Excerpt to read:
━━━━━━
Now as for some of your other points, which should be pursued, if you insist, in other threads.

My hesitation about chaos and complexity theory is not that there are no such systems, but that when people use them to explain other phenomena they are not providing persuasive arguments. A classic example might be Erich Jantsch, The Self-Organizing Universe, where intuition and analogy substitute for solid argumentation.

As for "rules of randomness", I've no idea what rule is being referred to, or what relevance randomness has. In the thermodynamics of closed systems molecular motions are random, but thermodynamics has to do with macro phenomena. Statistical mechanics offers a probabilistic relation of these micro and macro levels, but SM seems limited to situations where molecules having random motion are relevant and not to macro-level domains. To put it simply, outside SM, I don't believe we should drag in molecular motions to account for probabilistic behavior, any more than we should the particle indeterminateness of QM . I assume all phenomena are probabilistic for other reasons, and probabilism is not at all the same as random.

As for structural realism, that notion appears to be subject to several definitions. One of these might be that all we can know for sure are causal relations, and relata cannot be known. I would not embrace such an indeterminant interactionism because it seems to imply that anything goes, and behavior ceases being probabilistic and becomes random--unintelligible.

Haines Brown

2009-06-18
laws of nature
Reply to Haines Brown

My apology for the late reply,

With respect to the concept of 'randomness', in order not to shift our subject toward the issue of the different interpretations of the concept of 'probability' you may consider, for the time being, that the 'rules of randomness' for which I refer, is equal to 'probability theory', on the basis that the later deals with 'random variables'. In any case, as I see it, the term 'probability' reflects an abstract 'idealistic' conception, whereas 'randomness' reflects a description of an aspect of some categories of reality.

In my inquiry I have stated that 'rules of randomness' (= probability theory) apply to every level of reality. This is justified by the fact that potential theory (a paradigmatic case for theoretical physics and applies to heat transfer, electric fields, hydrology, diffusion, etc) accepts the application of the 'Random Walk' process (an advanced formulation in probability theory, also known as the Brownian Motion).
━━━━━━
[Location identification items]
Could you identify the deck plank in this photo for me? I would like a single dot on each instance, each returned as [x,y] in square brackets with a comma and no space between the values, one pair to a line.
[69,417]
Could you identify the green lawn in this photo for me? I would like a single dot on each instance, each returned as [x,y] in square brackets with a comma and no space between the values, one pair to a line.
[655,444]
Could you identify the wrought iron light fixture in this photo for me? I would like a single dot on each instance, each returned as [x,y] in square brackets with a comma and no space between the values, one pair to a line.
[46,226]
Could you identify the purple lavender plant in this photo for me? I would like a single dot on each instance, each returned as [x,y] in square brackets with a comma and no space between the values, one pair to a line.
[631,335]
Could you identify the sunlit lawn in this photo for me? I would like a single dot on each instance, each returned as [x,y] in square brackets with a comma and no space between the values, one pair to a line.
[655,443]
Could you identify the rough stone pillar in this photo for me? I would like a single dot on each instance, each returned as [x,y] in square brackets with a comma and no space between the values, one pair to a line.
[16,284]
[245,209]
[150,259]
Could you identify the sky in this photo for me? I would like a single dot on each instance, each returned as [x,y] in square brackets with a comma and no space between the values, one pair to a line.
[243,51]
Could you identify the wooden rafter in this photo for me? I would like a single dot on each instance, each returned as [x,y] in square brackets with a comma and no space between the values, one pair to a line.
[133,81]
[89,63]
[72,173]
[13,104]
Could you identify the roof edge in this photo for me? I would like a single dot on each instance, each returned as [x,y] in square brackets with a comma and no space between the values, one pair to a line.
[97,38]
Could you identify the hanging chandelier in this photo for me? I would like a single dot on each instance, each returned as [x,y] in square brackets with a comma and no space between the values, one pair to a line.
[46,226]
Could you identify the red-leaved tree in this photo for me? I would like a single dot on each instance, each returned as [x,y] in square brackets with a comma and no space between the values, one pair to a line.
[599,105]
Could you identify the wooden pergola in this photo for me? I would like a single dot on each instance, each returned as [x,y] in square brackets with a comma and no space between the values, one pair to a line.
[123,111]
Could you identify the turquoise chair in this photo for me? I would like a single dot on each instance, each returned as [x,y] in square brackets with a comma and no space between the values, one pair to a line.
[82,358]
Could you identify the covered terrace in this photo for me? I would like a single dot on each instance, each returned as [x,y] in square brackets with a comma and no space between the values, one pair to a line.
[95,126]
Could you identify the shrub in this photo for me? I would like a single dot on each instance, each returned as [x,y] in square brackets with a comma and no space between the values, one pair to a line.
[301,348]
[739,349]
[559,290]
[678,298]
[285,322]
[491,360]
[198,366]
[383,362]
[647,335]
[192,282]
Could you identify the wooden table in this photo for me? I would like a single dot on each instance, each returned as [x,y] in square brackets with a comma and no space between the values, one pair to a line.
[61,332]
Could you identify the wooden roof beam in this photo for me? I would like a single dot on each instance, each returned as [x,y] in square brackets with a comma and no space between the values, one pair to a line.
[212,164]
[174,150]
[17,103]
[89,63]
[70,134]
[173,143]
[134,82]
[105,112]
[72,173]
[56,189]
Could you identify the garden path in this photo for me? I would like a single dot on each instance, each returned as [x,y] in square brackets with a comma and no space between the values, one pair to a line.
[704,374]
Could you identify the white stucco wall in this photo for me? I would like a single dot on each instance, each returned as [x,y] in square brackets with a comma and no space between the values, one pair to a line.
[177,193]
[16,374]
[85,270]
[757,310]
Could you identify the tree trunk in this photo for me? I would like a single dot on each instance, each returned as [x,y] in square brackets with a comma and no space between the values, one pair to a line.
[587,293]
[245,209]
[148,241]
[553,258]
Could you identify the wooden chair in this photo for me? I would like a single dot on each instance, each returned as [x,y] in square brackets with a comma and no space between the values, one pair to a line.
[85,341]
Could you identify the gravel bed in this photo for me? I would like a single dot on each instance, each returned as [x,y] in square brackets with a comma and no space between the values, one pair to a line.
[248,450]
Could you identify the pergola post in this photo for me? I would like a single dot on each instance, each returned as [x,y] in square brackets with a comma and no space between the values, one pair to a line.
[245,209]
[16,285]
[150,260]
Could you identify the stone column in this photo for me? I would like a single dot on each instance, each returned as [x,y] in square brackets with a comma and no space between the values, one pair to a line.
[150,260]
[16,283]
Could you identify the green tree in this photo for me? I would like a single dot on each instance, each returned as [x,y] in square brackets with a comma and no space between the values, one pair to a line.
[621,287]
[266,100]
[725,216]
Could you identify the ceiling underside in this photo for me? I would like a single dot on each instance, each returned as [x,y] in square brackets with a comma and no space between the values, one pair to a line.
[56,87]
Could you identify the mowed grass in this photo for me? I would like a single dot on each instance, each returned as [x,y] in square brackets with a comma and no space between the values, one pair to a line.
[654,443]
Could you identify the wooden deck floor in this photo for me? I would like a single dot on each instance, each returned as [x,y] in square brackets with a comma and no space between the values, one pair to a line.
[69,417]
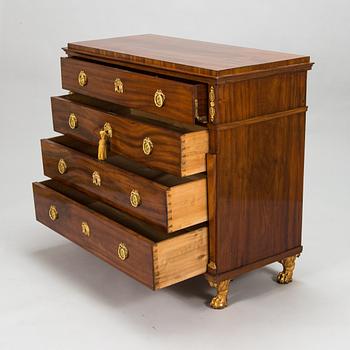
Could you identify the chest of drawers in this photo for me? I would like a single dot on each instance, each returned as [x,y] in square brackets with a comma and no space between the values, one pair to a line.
[178,158]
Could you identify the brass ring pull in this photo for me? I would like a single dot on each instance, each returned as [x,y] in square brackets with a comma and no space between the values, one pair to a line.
[73,121]
[53,213]
[105,136]
[62,166]
[96,178]
[147,146]
[135,198]
[118,86]
[159,98]
[123,251]
[82,78]
[85,229]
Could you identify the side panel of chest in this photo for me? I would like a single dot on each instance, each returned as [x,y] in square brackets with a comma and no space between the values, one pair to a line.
[259,170]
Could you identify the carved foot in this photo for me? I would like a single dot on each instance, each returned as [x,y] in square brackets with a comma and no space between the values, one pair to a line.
[220,299]
[286,276]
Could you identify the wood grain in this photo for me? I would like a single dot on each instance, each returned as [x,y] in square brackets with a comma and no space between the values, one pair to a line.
[183,55]
[177,149]
[256,97]
[259,190]
[187,205]
[165,201]
[157,263]
[180,258]
[139,89]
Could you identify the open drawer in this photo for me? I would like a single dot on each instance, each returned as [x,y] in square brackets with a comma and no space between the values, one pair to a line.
[138,249]
[175,148]
[161,199]
[168,98]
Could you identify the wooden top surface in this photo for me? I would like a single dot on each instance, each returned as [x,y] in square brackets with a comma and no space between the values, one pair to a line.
[183,55]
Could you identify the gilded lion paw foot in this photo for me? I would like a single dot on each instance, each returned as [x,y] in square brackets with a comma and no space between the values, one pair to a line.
[286,276]
[220,300]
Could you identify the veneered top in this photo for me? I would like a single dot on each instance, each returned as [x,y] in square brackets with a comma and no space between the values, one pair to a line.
[183,55]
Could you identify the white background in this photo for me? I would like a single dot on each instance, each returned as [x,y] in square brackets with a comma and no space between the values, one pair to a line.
[53,295]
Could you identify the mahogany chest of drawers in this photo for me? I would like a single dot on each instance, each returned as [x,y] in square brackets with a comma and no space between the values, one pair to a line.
[178,158]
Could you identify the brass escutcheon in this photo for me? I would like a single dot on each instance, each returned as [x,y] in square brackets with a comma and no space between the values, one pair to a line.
[118,86]
[135,198]
[73,121]
[62,166]
[96,178]
[147,146]
[212,104]
[159,98]
[82,78]
[105,136]
[123,251]
[85,229]
[53,213]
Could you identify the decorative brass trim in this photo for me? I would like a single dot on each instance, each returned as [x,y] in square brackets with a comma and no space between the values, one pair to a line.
[212,265]
[212,103]
[220,299]
[82,78]
[122,251]
[159,98]
[73,121]
[62,166]
[53,213]
[85,229]
[105,136]
[201,119]
[135,198]
[147,146]
[286,276]
[96,178]
[118,86]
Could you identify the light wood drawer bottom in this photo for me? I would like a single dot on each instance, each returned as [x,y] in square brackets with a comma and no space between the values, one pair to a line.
[151,257]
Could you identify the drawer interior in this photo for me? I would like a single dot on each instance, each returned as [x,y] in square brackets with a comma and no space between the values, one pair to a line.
[151,256]
[131,113]
[127,164]
[153,233]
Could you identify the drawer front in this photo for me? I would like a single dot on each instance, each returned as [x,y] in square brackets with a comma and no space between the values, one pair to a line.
[172,208]
[156,264]
[177,151]
[164,97]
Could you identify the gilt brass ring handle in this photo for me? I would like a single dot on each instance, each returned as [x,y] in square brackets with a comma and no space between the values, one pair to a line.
[53,213]
[62,166]
[135,198]
[122,251]
[73,121]
[159,98]
[147,146]
[105,136]
[118,86]
[82,78]
[96,178]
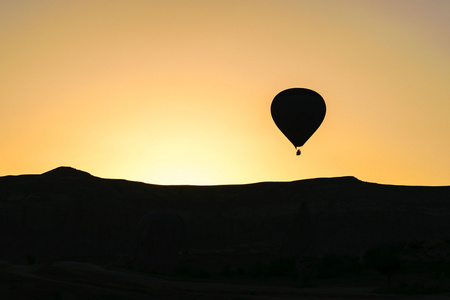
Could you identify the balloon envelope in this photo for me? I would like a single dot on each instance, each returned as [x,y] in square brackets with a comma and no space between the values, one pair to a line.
[298,112]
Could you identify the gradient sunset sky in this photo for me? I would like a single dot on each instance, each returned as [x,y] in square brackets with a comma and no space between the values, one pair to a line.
[179,92]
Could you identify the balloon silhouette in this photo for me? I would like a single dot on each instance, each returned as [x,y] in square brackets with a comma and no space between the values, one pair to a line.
[298,112]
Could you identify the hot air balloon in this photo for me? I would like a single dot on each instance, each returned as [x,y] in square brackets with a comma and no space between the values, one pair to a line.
[298,112]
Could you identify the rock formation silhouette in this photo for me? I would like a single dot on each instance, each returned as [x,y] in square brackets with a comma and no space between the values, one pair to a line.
[160,239]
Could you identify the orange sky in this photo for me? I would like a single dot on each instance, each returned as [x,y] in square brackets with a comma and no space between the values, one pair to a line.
[179,92]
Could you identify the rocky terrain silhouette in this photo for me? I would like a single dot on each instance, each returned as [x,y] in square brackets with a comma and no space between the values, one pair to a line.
[66,219]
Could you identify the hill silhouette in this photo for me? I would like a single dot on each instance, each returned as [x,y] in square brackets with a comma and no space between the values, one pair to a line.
[67,214]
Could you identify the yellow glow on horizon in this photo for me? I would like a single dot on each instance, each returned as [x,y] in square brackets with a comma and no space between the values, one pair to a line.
[171,92]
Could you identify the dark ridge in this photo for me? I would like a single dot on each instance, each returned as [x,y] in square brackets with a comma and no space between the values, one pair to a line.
[67,172]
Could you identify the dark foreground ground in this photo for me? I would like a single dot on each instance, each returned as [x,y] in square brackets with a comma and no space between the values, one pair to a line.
[75,280]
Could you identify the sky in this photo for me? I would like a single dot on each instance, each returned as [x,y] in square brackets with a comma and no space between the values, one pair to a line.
[179,92]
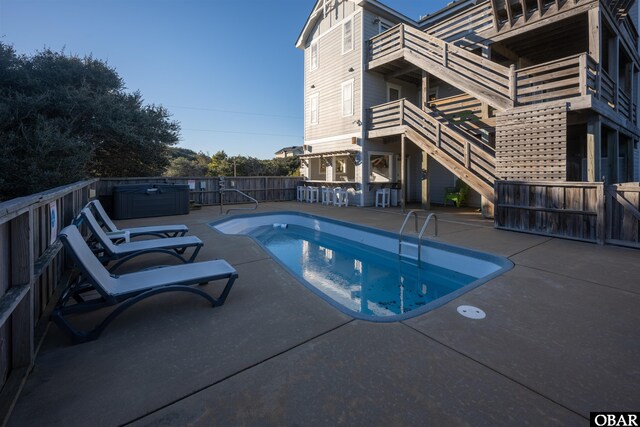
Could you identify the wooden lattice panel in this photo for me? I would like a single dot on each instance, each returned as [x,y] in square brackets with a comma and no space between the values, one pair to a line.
[531,145]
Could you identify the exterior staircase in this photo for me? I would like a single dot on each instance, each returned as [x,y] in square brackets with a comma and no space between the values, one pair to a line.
[505,89]
[464,156]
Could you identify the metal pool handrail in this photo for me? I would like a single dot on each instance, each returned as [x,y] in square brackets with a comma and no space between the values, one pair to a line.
[424,228]
[422,231]
[404,224]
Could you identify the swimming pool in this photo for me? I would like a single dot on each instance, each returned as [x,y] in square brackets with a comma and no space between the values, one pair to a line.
[357,269]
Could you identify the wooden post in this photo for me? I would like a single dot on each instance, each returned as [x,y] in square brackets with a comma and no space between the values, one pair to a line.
[467,155]
[613,152]
[601,227]
[595,41]
[594,143]
[513,84]
[425,91]
[426,182]
[445,53]
[614,72]
[403,187]
[582,67]
[494,11]
[22,274]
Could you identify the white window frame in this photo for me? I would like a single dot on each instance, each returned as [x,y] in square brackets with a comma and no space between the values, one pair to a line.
[350,47]
[314,46]
[393,86]
[314,119]
[343,99]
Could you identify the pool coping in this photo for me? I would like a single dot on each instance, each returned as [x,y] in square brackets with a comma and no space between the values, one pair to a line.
[503,263]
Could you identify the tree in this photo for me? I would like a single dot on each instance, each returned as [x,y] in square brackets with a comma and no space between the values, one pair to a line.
[183,166]
[63,118]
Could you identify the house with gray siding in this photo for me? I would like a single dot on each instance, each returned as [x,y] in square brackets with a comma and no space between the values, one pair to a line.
[481,90]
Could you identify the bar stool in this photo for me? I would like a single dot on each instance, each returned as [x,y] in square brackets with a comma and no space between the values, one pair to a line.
[312,194]
[327,195]
[340,197]
[300,195]
[383,197]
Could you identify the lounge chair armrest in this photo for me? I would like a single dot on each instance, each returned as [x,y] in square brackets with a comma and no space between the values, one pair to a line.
[127,258]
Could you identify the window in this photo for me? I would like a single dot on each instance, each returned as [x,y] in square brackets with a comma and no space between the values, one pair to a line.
[313,109]
[394,92]
[314,55]
[347,98]
[347,36]
[379,167]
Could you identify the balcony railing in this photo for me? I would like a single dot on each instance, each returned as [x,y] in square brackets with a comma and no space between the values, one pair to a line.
[471,153]
[560,79]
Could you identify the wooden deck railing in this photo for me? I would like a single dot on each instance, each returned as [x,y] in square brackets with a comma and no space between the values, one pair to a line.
[475,74]
[572,76]
[461,27]
[31,265]
[553,80]
[464,112]
[468,153]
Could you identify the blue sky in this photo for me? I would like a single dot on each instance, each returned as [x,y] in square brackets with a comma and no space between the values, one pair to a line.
[228,71]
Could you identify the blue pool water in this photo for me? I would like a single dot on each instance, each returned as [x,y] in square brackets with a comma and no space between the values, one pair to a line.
[361,278]
[357,269]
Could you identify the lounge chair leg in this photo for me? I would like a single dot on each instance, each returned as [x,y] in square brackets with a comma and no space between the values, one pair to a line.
[80,336]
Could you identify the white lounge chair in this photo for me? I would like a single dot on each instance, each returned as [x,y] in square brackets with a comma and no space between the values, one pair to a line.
[106,250]
[155,230]
[127,289]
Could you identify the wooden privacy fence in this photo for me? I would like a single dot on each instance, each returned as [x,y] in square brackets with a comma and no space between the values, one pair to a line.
[32,263]
[584,211]
[206,192]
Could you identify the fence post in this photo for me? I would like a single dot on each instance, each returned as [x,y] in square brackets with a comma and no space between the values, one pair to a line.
[22,265]
[603,221]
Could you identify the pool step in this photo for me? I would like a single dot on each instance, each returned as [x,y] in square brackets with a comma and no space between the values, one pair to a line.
[413,250]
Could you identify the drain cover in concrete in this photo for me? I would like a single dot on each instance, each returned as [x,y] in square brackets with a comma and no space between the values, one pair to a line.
[471,312]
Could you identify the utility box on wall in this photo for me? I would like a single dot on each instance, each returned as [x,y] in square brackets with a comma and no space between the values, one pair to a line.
[148,200]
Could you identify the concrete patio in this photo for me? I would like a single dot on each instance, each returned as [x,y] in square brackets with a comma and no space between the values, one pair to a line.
[560,339]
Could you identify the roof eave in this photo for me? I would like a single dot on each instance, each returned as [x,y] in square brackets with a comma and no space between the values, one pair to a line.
[311,20]
[368,4]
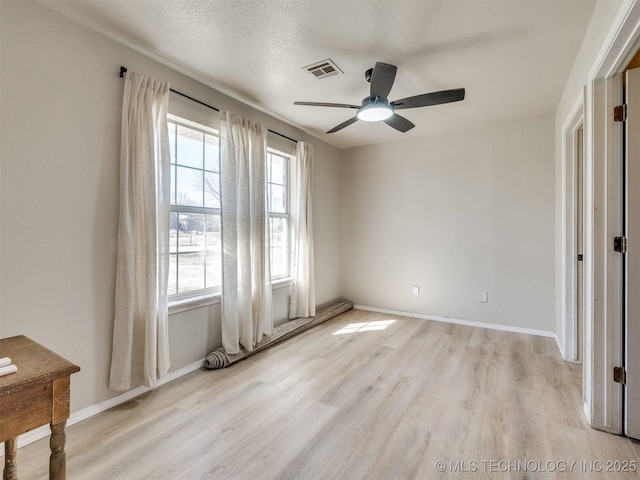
━━━━━━
What you need to do:
1. Using the exchange on laws of nature, decide whether each statement agrees with it. Give yes or no for each, with the words from the exchange that settle it. (a) Haines Brown holds that probabilism and randomness are the same thing. (b) The reply says 'rules of randomness' may be taken as equal to probability theory. (c) The Random Walk process is also known as Brownian Motion.
2. In the exchange on laws of nature, which book is offered as a classic example of intuition and analogy taking the place of solid argumentation?
3. Carry on the exchange on laws of nature beyond its final sentence.

Results by task:
1.
(a) No: "probabilism is not at all the same as random."
(b) Yes: "you may consider, for the time being, that the 'rules of randomness' for which I refer, is equal to 'probability theory'"
(c) Yes: "also known as the Brownian Motion"

2. Erich Jantsch's The Self-Organizing Universe.

3.
 This is a well-known application, usually justified (incorrectly in my opinion) by the analogy between the numerical solutions of lattice R.W and Laplace second order differential equation. (see for example, "Random Walks and Discrete Potential Theory", Massimo Picardello, proceedings of the conference held in Corona, Italy, June 1997).

So, we use probability theory (=rules of randomness) in Quantum mechanics, Statistical Mechanics, as well as potential theory, in physics, both on the micro and the macro levels, not for approximation but for exact solutions.

On the other hand, my inquiry does not address the issue of the explanation (or definition) of the concept of 'Laws of Nature'. Different views of such a concept include, as you have mentioned, two basic views, namely 1) the Humean 'regularity account, 2) the necessitarian theory and systems view. (this is the traditional view according to: Nancy Cartwright and others, "Laws", 2005).

 However, any 'Law of Nature' should at least (1) be given through some mathematical/logical formulation, (2) be possible, in principle, to be applied to a range of different instances of reality at different times, and (3) allow for predictability within an acceptable scientific degree of accuracy. Within this 'general' sense of the term my inquiry is advanced.

With respect to the issue of the explanation of the 'emergent properties', physicalists such as Dennett, Dretske, Lewis and others, assume that it will be possible in the future, with the advance of science, to explain physically (i.e. through laws of physics) the 'emergent' properties, especially mental processes. "there is no epistemic gap between physical and phenomenal truths; or at least, any apparent epistemic gap is easily closed". (this is "Type A Materialism", according to David Chalmer's "Consciousness and its Place in Nature", 2003).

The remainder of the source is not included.